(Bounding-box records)
★ ★ ★ ★ ★

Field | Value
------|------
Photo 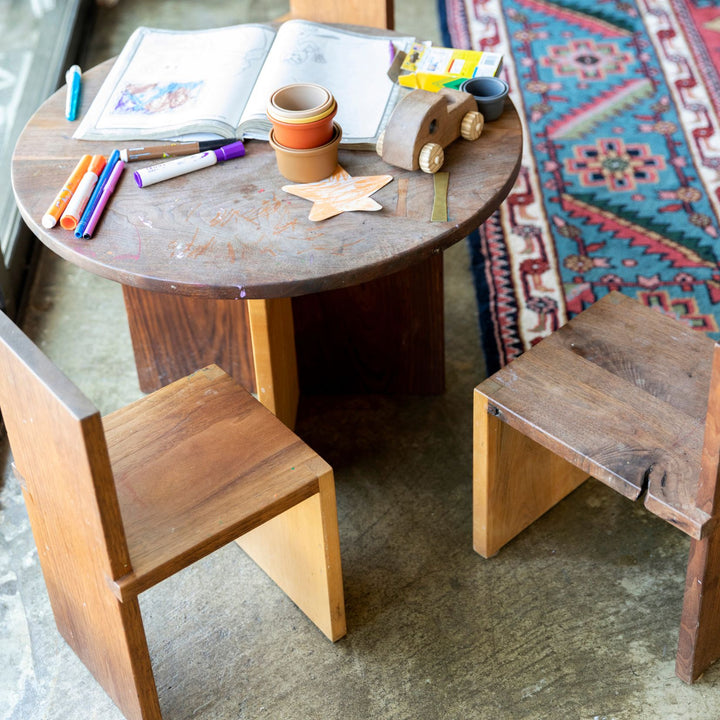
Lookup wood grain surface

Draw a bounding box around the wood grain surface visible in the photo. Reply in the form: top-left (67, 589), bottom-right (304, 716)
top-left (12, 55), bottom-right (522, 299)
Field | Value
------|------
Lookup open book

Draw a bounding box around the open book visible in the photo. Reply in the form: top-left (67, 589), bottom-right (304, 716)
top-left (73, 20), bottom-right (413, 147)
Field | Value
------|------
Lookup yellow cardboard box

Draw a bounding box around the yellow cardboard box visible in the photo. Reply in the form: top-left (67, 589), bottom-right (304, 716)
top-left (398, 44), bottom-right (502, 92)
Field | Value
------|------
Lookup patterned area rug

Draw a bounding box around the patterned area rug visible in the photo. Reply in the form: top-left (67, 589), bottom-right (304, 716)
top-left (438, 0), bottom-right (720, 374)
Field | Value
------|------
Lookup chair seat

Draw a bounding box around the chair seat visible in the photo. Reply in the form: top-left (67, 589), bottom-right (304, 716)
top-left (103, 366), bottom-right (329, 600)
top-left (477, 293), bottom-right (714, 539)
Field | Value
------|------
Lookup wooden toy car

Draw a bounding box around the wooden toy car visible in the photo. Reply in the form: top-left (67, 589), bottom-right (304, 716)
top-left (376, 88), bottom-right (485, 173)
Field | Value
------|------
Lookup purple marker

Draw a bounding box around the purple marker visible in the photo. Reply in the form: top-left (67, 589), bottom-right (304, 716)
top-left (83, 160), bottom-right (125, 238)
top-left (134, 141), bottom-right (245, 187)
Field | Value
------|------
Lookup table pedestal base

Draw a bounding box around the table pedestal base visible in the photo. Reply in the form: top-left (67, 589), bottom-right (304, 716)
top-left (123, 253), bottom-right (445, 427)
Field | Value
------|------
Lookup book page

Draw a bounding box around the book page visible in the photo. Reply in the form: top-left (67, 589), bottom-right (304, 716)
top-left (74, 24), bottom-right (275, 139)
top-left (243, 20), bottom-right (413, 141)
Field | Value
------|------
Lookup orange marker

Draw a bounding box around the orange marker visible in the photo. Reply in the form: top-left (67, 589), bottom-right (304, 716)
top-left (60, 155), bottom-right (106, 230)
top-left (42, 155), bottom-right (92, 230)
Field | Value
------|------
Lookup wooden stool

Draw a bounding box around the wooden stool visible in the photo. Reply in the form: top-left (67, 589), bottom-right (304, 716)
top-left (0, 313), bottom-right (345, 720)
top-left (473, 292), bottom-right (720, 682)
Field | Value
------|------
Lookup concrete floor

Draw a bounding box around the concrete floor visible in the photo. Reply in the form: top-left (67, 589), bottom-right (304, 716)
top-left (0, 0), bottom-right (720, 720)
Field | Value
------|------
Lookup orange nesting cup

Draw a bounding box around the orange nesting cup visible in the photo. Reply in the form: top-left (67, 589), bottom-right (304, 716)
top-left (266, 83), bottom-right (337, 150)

★ ★ ★ ★ ★

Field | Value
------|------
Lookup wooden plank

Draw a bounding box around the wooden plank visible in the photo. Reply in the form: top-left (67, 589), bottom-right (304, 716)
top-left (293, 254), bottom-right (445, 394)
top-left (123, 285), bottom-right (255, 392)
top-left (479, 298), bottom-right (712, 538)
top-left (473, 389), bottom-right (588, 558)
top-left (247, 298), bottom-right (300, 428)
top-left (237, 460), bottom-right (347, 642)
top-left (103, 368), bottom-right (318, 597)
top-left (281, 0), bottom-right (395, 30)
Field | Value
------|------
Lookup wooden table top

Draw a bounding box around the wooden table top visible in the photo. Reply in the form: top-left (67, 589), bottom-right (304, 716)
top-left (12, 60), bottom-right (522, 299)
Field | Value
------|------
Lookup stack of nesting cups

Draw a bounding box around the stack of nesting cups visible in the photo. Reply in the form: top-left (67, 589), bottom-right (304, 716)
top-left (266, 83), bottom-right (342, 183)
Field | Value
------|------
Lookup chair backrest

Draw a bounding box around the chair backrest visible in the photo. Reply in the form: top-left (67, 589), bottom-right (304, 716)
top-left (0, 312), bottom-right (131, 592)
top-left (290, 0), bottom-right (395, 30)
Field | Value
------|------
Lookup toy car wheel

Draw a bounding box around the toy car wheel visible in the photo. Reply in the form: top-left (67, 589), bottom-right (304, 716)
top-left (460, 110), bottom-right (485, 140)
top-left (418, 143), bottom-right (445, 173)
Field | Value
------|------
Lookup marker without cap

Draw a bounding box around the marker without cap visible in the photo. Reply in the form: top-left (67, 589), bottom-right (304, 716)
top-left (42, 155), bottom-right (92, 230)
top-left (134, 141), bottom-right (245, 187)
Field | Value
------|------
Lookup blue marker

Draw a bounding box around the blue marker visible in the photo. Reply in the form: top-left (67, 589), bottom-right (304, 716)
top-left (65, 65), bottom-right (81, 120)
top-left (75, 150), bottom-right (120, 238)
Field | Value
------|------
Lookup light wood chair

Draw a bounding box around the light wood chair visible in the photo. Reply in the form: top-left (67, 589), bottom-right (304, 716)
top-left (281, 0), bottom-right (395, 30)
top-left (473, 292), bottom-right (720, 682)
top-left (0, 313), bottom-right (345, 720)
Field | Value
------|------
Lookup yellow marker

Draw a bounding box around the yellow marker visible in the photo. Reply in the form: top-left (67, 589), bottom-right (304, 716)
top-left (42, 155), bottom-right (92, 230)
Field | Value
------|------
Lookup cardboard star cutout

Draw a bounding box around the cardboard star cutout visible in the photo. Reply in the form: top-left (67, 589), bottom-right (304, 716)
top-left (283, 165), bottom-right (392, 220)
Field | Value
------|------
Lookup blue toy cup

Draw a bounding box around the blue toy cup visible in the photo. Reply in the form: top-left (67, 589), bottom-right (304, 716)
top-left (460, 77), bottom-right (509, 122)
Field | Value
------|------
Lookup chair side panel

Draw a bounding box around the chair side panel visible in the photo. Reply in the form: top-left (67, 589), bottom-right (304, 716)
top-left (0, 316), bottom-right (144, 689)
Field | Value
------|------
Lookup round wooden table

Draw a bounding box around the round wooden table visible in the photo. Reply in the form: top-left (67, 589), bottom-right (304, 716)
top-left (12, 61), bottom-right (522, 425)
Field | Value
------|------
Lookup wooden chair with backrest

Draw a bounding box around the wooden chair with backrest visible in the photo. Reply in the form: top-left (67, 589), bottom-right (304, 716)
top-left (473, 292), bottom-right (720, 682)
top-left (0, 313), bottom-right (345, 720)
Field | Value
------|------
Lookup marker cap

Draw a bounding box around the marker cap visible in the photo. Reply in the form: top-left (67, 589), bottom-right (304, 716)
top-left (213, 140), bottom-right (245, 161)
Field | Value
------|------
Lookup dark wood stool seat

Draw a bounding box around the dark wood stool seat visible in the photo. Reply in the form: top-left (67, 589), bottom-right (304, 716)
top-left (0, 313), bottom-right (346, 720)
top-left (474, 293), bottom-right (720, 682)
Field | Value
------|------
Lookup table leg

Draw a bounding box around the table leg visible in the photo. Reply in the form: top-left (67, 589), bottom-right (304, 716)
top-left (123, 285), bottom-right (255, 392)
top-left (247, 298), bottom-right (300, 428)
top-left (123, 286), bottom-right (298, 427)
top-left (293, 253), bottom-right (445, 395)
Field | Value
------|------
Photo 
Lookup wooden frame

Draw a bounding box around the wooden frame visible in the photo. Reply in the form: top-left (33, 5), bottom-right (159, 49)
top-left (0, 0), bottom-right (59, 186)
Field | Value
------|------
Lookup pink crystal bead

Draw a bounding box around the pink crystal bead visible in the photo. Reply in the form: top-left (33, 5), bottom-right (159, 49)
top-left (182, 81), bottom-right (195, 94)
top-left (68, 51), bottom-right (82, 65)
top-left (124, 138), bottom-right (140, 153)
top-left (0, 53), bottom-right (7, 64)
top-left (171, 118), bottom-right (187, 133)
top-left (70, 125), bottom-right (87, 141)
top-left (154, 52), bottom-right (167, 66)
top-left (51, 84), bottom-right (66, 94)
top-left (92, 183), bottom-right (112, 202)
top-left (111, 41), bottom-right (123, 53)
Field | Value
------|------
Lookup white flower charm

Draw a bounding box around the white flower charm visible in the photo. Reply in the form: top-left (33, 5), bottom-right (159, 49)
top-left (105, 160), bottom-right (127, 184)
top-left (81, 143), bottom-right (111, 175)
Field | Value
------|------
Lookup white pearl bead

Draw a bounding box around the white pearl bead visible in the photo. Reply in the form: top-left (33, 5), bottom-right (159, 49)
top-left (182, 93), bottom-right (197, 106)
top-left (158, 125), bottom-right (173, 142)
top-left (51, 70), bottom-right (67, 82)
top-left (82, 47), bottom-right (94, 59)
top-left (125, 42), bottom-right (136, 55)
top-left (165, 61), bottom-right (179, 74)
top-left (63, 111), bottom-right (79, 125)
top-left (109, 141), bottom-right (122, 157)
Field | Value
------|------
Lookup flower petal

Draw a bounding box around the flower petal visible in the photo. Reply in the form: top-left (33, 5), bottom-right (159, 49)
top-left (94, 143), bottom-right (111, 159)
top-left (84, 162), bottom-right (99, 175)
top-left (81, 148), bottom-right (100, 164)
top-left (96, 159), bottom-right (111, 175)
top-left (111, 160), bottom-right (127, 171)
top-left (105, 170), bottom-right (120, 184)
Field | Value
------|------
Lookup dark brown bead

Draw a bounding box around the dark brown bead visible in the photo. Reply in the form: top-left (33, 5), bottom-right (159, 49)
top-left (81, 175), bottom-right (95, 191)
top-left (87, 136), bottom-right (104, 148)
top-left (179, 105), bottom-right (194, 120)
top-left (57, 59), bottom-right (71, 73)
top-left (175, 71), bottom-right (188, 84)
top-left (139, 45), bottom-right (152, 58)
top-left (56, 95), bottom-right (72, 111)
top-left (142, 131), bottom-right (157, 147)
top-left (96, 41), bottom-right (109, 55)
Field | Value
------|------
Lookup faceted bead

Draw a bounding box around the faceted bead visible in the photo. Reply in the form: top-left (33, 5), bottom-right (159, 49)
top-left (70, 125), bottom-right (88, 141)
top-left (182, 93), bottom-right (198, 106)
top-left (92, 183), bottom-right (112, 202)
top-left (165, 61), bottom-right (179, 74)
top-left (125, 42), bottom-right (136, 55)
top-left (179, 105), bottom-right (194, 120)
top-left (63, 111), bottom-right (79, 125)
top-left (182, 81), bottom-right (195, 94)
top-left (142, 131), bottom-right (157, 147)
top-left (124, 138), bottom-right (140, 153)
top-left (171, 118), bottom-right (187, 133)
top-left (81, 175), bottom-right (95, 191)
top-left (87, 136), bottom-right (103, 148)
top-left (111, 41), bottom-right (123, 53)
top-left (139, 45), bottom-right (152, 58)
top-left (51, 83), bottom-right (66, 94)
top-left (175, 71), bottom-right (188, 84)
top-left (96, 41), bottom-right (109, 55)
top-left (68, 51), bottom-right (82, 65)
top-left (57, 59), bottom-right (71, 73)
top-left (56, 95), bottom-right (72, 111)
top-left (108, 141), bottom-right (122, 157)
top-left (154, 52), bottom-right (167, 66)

★ ★ ★ ★ ★

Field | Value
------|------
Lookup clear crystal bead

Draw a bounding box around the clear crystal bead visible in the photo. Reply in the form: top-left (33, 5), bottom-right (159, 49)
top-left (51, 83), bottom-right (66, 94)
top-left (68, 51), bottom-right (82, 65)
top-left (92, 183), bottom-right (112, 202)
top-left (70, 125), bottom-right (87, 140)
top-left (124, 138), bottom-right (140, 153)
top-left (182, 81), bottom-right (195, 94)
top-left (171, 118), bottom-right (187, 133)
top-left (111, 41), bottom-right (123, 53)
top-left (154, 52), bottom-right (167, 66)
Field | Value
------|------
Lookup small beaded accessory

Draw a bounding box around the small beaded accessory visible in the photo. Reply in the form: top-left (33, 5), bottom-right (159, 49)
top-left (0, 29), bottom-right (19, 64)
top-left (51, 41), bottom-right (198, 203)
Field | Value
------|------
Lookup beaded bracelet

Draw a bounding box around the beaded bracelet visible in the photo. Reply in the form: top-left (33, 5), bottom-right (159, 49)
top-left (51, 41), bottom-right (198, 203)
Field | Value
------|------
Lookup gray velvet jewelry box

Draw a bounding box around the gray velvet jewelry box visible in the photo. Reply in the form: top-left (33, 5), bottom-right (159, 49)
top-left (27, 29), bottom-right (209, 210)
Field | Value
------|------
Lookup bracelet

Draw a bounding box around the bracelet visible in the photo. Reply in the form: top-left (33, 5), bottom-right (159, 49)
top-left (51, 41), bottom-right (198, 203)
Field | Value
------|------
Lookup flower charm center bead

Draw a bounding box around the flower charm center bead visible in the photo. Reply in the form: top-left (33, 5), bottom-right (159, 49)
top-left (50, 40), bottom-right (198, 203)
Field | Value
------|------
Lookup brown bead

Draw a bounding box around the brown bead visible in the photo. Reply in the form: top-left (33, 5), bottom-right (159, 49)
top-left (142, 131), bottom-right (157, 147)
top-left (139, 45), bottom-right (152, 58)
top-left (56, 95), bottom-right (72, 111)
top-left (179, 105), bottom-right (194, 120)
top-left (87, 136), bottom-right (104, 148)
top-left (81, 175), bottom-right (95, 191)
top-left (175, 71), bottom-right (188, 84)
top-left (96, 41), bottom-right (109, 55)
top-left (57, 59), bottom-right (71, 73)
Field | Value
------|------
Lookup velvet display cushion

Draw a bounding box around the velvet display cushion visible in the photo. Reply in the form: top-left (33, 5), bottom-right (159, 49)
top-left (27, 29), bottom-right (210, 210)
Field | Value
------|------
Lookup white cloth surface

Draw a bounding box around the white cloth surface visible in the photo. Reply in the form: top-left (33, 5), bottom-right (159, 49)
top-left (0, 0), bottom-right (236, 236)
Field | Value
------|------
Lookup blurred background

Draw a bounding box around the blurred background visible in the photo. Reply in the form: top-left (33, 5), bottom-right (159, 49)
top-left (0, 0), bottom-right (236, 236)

★ ★ ★ ★ ★

▶ WHAT YOU ARE ASKED TO DO
State how many lines of the records above contain the word "background". Reply with the number only.

▶ ANSWER
2